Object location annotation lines
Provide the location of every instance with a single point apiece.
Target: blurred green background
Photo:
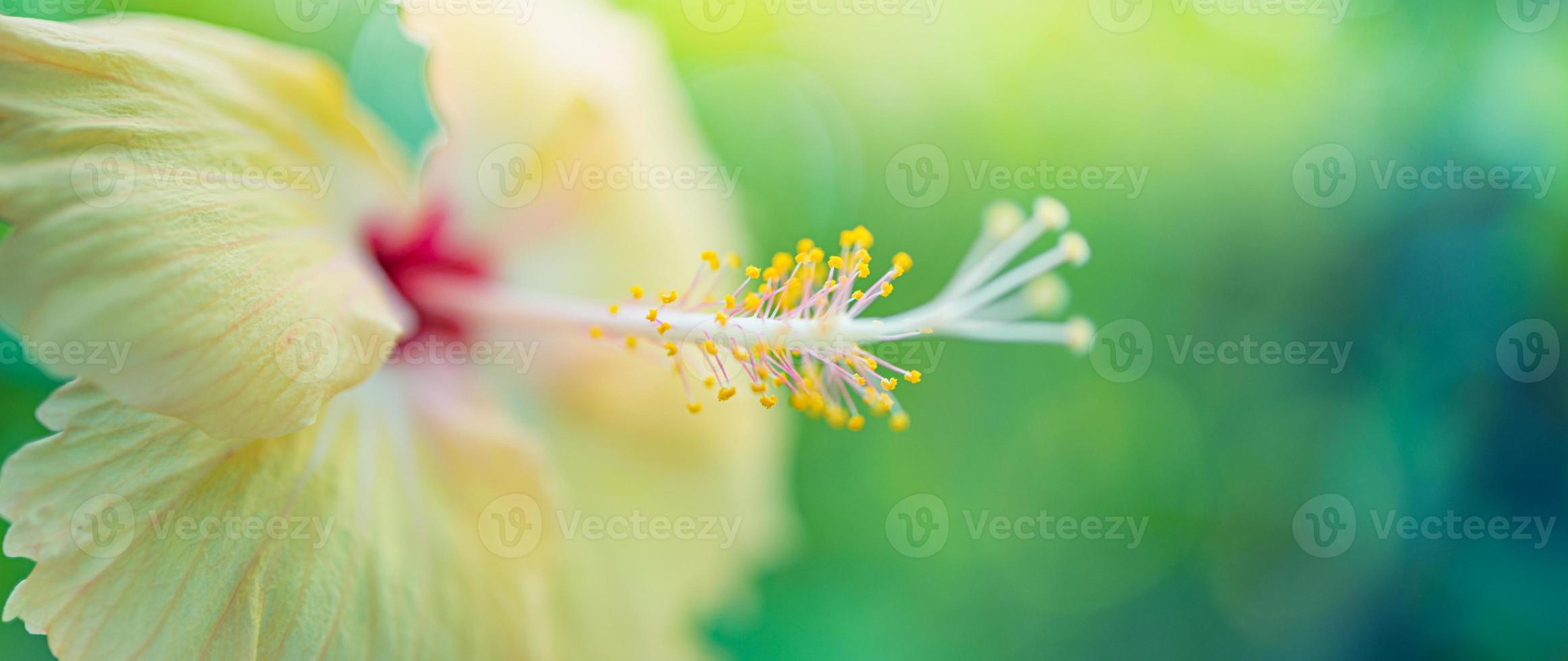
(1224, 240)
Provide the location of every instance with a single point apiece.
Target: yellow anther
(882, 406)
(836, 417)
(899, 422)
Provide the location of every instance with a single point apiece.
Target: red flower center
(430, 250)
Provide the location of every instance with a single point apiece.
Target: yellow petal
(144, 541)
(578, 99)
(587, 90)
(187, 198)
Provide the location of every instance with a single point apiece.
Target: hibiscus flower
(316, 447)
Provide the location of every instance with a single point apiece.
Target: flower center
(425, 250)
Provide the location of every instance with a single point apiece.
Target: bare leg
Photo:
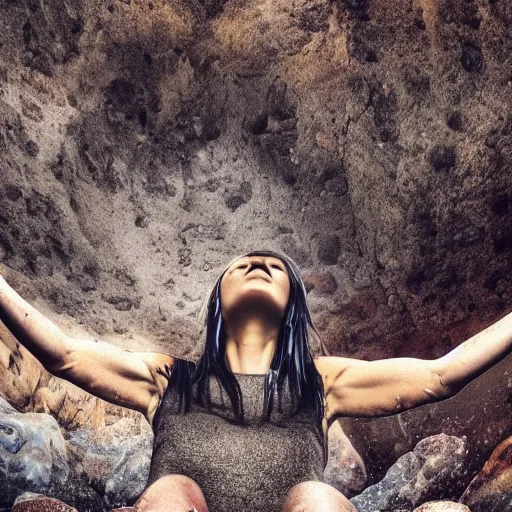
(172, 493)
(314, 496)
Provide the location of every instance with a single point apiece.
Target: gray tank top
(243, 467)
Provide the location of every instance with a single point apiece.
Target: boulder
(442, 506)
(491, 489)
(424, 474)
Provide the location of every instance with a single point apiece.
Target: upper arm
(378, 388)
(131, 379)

• SET PROBLEM: Reproduce all of the lines above word for word, omitting the pictures.

• REPLY:
Provide the location of every instance with a single point apiece.
Target: blurred green background
Photo:
(1224, 240)
Provide the location of every instance with a single point apiece.
Target: yellow anther
(882, 406)
(836, 417)
(899, 422)
Provide the location of every instance with a single point apiece.
Target: red flower center
(430, 250)
Provide the location of every instance with a single point apiece.
Target: yellow petal
(144, 541)
(578, 99)
(587, 90)
(187, 198)
Provide the location of every instance with a single point apiece.
Target: hibiscus flower
(316, 447)
Provide the location of every instance with a single point apiece.
Target: flower center
(425, 250)
Provide the location of every instance with a single point apiece.
Target: bare leg
Photo:
(172, 493)
(314, 496)
Provide the location of every instance with a single point apiece.
Target: gray tank top
(243, 467)
Provide the location of every instance with a single point apiece.
Target: boulder
(442, 506)
(491, 489)
(424, 474)
Provide the location of every instance with a single point apiece.
Target: upper arm
(378, 388)
(131, 379)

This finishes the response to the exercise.